-------- Provided material --------

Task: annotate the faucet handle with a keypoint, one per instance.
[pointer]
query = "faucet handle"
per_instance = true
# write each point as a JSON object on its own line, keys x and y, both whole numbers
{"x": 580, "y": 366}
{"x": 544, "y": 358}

--------

Please recast the material above as a two-column CSV with the columns "input" and "output", one row per item. Put each item's text and its answer in quoted fields, with line breaks replaced by spaces.

### Written response
input,output
"Task: annotate the faucet handle with a keypoint, one per instance. [pointer] query = ""faucet handle"" per_instance = true # write each point as a JSON object on its own line, keys x and y, both whole numbers","{""x"": 580, ""y"": 366} {""x"": 544, ""y"": 358}"